→ What you need to do: Take the lines below beginning at the line that has "drop a dot on every instance of the boom" and stopping after the line that has "drop a dot on every instance of the violin player", and print them exactly as they are, with no other lines.

→ Data supplied:
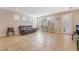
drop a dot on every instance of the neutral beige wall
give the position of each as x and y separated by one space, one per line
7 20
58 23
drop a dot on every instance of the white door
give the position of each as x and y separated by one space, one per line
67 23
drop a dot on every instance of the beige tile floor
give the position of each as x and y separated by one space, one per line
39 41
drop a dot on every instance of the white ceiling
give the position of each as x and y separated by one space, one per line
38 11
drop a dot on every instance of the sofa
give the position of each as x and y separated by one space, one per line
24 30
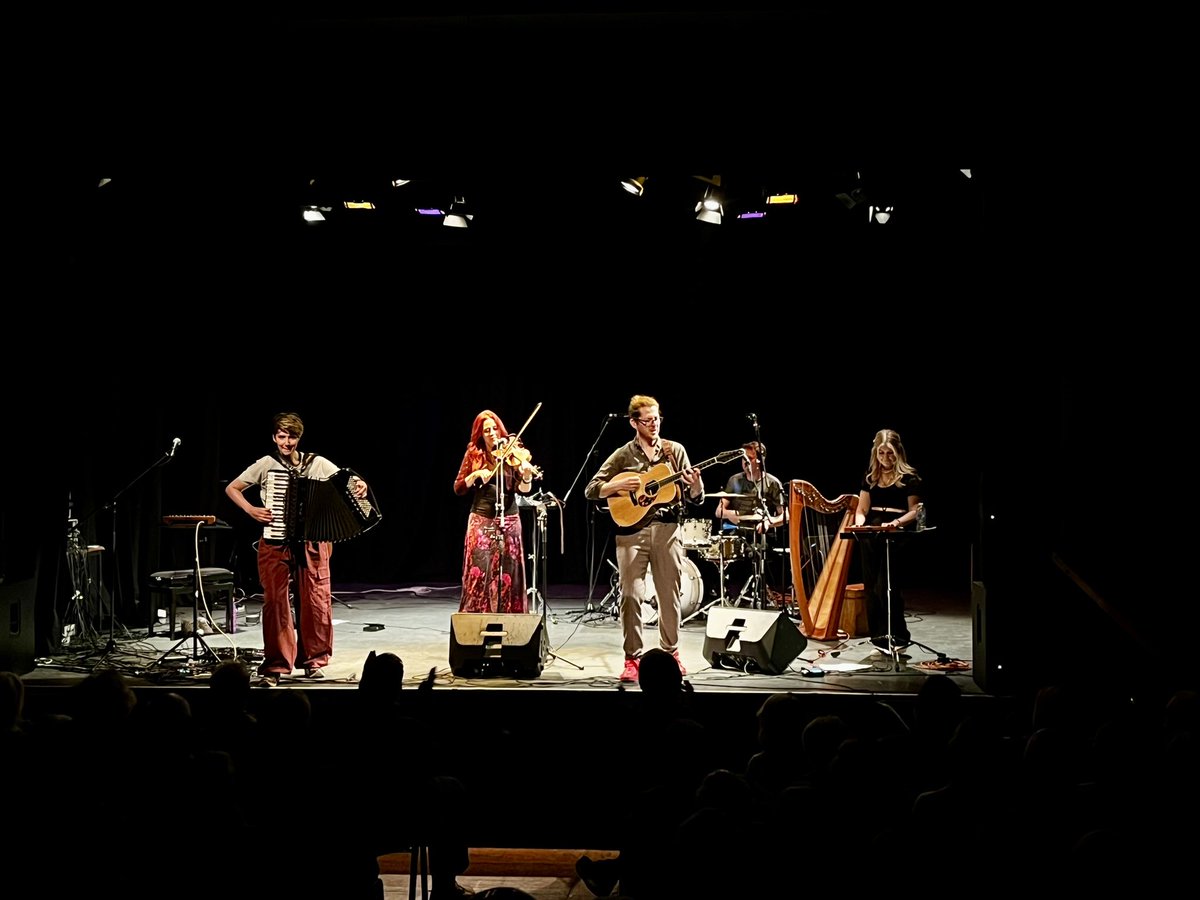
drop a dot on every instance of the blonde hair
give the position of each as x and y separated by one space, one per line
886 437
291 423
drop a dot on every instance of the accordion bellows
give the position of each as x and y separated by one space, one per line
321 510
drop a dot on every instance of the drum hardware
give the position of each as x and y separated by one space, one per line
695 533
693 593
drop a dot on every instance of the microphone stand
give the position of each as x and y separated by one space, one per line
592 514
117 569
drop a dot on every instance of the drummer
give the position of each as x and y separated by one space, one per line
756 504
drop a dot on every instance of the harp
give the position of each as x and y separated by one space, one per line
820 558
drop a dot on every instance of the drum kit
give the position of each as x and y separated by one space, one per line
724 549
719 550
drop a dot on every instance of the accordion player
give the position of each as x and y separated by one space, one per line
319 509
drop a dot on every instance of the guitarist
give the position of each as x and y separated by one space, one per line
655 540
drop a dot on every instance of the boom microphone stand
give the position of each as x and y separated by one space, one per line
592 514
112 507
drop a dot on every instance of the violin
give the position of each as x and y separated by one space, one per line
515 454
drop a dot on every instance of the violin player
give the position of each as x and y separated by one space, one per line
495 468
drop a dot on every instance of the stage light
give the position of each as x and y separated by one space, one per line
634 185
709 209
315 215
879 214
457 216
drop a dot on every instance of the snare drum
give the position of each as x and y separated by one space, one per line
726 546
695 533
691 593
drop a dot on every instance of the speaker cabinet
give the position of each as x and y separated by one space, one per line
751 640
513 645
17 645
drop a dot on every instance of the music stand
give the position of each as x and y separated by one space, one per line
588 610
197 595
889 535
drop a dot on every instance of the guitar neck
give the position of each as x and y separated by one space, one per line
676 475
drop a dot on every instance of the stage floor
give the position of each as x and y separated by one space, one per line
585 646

...

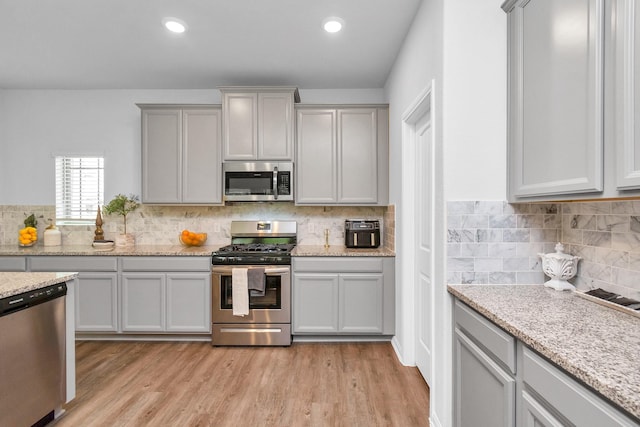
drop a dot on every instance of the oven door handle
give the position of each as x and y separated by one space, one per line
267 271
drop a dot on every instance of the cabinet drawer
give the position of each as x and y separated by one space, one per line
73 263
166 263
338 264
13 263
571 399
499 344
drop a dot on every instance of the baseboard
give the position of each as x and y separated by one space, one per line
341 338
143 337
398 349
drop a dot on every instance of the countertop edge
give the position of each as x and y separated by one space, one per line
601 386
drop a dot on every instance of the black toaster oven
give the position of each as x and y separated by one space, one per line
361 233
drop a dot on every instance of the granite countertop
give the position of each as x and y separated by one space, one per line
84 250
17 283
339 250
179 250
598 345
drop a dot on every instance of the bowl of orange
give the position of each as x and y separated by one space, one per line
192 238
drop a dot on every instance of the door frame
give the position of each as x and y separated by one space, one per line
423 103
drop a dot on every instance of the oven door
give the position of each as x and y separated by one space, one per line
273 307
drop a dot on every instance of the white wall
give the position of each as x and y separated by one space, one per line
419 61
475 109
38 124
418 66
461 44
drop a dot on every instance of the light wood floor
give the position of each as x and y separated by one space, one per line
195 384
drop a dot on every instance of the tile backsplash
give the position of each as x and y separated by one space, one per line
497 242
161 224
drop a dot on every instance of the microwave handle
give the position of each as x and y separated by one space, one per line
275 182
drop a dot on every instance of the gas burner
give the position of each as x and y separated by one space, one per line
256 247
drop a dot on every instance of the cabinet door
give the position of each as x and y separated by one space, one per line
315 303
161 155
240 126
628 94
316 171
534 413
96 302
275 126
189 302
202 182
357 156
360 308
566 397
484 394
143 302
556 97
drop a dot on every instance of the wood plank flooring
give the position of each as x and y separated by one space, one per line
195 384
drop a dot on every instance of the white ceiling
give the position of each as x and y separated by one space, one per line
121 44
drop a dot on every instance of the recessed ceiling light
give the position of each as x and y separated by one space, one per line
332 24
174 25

→ Answer section:
drop a dot on every instance of the boom microphone stand
give the position of each as x and y separated by one space, one per line
592 514
112 507
drop a dot on every instance of the violin
give the position of each as x and y separated by one space, one per line
515 454
drop a dot on every instance of the violin player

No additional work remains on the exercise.